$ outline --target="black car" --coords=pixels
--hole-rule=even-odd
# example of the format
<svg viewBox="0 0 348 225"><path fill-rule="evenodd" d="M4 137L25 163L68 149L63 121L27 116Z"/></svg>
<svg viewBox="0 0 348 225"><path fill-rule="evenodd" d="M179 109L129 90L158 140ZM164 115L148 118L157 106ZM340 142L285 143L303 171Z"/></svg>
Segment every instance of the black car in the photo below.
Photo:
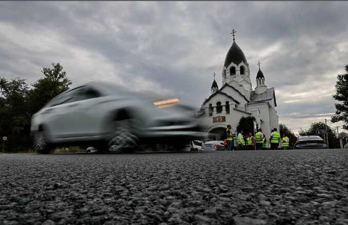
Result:
<svg viewBox="0 0 348 225"><path fill-rule="evenodd" d="M326 142L319 136L300 136L294 145L294 149L327 148Z"/></svg>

Exercise brief: Convert the records above into a JSON list of strings, one string per line, with blank lines omitted. Leave the pictures out.

Response:
[
  "$ outline --target=\"black car\" --coords=pixels",
  "--hole-rule=even-odd",
  "# example of the format",
  "<svg viewBox=\"0 0 348 225\"><path fill-rule=\"evenodd\" d=\"M4 137L25 163L68 149L63 121L27 116Z\"/></svg>",
  "<svg viewBox=\"0 0 348 225\"><path fill-rule=\"evenodd\" d=\"M179 109L129 90L158 140ZM164 115L148 118L157 106ZM340 142L285 143L303 171Z\"/></svg>",
  "Segment every instance of the black car in the photo below.",
  "Photo:",
  "Result:",
  "<svg viewBox=\"0 0 348 225\"><path fill-rule=\"evenodd\" d=\"M326 142L319 136L300 136L294 145L294 149L327 148Z\"/></svg>"
]